Task to carry out: Extract every line of the rows below that contains the string "headlight". Matching is case-sensitive.

[Dataset rows showing where objects appear]
━━━━━━━━

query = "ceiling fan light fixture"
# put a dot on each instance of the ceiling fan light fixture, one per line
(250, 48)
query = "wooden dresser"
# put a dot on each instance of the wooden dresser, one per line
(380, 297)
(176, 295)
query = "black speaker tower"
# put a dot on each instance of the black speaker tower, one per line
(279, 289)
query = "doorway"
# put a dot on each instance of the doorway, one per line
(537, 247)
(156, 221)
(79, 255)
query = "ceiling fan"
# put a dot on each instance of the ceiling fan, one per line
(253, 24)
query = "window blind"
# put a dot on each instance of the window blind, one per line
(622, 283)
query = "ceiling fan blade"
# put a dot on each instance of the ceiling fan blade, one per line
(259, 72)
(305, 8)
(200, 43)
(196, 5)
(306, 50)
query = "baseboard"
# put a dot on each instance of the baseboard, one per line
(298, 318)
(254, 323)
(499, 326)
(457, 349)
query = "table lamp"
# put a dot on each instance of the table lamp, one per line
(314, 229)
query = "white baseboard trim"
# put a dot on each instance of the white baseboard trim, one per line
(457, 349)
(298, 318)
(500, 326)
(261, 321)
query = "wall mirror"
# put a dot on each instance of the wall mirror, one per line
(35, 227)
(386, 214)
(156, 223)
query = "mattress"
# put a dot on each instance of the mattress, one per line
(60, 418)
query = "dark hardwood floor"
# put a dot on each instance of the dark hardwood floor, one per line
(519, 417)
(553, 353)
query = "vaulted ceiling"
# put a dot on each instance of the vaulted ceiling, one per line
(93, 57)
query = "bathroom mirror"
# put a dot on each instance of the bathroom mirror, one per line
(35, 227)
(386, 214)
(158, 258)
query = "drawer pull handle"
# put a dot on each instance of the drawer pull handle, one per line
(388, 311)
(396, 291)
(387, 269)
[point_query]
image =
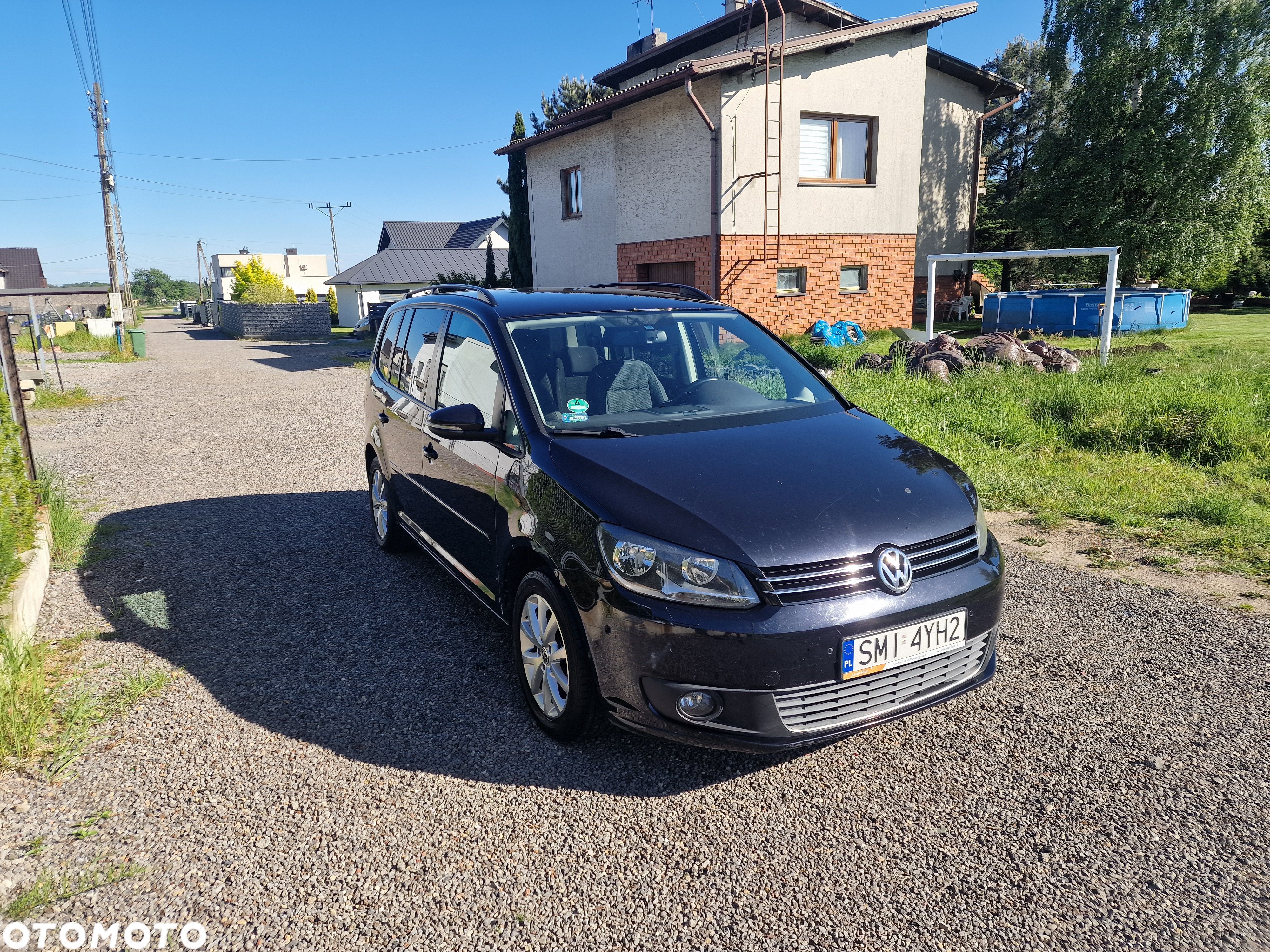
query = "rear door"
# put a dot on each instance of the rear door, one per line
(460, 478)
(417, 345)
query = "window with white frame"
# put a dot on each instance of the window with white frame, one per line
(853, 277)
(836, 149)
(792, 281)
(571, 192)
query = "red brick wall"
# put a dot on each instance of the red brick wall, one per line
(695, 249)
(751, 285)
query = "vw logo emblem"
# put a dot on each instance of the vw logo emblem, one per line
(895, 571)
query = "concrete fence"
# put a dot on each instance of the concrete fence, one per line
(275, 322)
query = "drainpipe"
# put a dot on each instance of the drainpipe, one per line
(975, 186)
(716, 277)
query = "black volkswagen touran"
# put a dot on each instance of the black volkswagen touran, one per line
(686, 530)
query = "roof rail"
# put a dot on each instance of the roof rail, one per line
(483, 294)
(680, 290)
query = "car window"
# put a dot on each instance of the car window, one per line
(469, 370)
(401, 371)
(655, 373)
(388, 343)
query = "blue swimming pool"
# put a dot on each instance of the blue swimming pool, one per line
(1078, 313)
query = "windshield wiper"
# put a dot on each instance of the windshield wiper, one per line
(604, 432)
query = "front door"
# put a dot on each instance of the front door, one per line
(459, 475)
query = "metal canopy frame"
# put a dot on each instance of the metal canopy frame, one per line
(1113, 255)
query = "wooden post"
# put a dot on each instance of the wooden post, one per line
(13, 388)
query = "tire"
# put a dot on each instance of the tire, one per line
(561, 691)
(389, 534)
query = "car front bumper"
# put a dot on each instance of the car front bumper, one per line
(775, 668)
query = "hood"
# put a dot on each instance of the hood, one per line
(773, 494)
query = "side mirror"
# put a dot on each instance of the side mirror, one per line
(460, 422)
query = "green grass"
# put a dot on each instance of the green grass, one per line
(50, 399)
(1182, 458)
(72, 531)
(54, 888)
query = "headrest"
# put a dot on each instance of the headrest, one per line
(633, 337)
(581, 360)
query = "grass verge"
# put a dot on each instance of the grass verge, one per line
(1179, 456)
(50, 399)
(54, 888)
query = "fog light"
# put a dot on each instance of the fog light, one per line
(698, 705)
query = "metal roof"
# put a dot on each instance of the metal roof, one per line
(732, 25)
(418, 266)
(742, 59)
(23, 267)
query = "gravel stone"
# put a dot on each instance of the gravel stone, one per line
(347, 765)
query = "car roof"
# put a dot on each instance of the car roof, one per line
(523, 303)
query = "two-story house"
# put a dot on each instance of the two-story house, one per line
(796, 161)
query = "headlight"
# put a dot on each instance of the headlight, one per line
(662, 571)
(981, 526)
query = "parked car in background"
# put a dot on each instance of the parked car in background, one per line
(685, 527)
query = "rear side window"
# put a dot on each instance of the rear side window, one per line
(421, 342)
(469, 370)
(388, 345)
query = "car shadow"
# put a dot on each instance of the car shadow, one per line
(288, 612)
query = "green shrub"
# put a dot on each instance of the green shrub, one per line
(17, 499)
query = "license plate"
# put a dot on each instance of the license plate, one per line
(887, 649)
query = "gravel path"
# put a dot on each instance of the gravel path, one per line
(346, 764)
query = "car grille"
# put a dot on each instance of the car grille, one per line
(816, 582)
(840, 704)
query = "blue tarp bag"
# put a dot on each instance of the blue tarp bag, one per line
(839, 334)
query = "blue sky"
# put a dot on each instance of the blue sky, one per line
(284, 81)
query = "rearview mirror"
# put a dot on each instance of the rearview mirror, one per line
(460, 422)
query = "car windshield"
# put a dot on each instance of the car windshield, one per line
(643, 374)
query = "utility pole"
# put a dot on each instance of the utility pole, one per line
(104, 161)
(332, 211)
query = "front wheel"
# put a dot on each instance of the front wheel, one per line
(556, 673)
(388, 531)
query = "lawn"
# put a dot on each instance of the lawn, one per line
(1180, 458)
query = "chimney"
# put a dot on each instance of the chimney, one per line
(655, 40)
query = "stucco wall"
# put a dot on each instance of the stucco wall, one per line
(570, 252)
(948, 181)
(883, 78)
(664, 166)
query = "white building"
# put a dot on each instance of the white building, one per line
(798, 167)
(300, 272)
(413, 255)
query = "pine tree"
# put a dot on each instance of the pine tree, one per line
(1156, 133)
(570, 96)
(520, 262)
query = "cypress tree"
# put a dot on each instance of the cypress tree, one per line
(518, 191)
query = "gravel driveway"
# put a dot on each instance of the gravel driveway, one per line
(347, 765)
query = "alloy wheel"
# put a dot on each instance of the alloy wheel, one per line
(543, 653)
(380, 503)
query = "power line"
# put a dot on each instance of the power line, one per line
(314, 159)
(149, 182)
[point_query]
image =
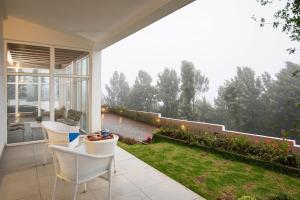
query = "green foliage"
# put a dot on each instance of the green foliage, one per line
(281, 196)
(239, 101)
(272, 151)
(205, 112)
(137, 116)
(193, 85)
(286, 18)
(117, 91)
(143, 95)
(247, 198)
(128, 141)
(167, 92)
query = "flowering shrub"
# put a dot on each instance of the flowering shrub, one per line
(126, 140)
(272, 151)
(137, 116)
(148, 140)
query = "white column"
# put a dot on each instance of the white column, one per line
(3, 104)
(39, 96)
(95, 92)
(52, 84)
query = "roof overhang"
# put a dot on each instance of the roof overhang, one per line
(96, 23)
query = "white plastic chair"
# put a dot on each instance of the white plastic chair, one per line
(77, 167)
(101, 147)
(58, 133)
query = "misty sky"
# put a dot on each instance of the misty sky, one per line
(216, 35)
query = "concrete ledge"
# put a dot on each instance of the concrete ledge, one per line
(157, 120)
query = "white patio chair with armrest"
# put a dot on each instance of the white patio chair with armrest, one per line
(102, 147)
(58, 133)
(78, 167)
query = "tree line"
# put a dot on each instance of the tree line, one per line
(247, 102)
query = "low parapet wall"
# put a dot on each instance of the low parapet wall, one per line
(157, 120)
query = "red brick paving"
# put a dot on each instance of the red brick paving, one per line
(126, 127)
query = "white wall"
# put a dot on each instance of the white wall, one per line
(21, 30)
(3, 127)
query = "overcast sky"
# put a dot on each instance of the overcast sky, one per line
(216, 35)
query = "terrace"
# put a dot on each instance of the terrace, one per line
(50, 65)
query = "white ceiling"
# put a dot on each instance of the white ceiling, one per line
(93, 19)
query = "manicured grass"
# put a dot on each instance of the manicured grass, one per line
(211, 175)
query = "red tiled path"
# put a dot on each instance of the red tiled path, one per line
(126, 127)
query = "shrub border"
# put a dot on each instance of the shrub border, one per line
(291, 171)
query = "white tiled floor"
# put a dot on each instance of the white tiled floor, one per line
(25, 178)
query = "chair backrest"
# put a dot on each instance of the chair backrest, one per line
(74, 115)
(101, 147)
(75, 166)
(58, 133)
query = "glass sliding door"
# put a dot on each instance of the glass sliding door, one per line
(27, 91)
(31, 79)
(71, 85)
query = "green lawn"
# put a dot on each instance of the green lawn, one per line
(211, 175)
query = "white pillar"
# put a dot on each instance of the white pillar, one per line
(39, 96)
(52, 84)
(95, 92)
(3, 104)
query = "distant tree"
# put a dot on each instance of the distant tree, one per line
(117, 91)
(205, 111)
(240, 98)
(285, 95)
(193, 84)
(287, 19)
(143, 95)
(167, 92)
(201, 83)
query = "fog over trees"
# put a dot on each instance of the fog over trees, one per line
(248, 102)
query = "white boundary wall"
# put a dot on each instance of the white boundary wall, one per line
(196, 126)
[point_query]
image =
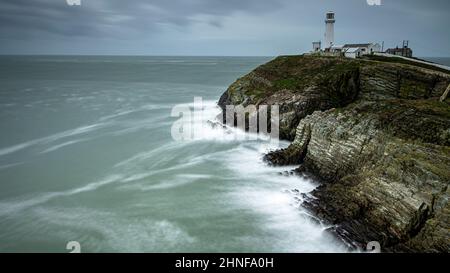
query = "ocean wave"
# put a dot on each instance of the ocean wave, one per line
(19, 204)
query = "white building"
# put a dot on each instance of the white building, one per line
(317, 46)
(365, 49)
(352, 52)
(329, 33)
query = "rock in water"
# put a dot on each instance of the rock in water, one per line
(377, 135)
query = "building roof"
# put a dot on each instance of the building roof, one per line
(352, 50)
(357, 45)
(399, 49)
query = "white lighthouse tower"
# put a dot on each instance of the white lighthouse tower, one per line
(329, 34)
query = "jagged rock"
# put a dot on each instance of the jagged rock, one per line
(375, 133)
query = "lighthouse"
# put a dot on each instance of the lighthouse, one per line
(329, 34)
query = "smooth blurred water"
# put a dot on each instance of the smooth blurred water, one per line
(86, 155)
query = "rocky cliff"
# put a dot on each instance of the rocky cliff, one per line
(377, 135)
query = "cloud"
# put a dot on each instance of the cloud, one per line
(218, 27)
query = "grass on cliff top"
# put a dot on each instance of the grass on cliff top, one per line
(403, 61)
(297, 72)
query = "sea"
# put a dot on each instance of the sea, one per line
(88, 157)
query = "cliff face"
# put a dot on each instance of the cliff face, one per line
(375, 133)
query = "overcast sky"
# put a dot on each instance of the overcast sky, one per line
(216, 27)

━━━━━━━━

The answer:
query = "headlight"
# put a dot on each instance of the headlight, one per line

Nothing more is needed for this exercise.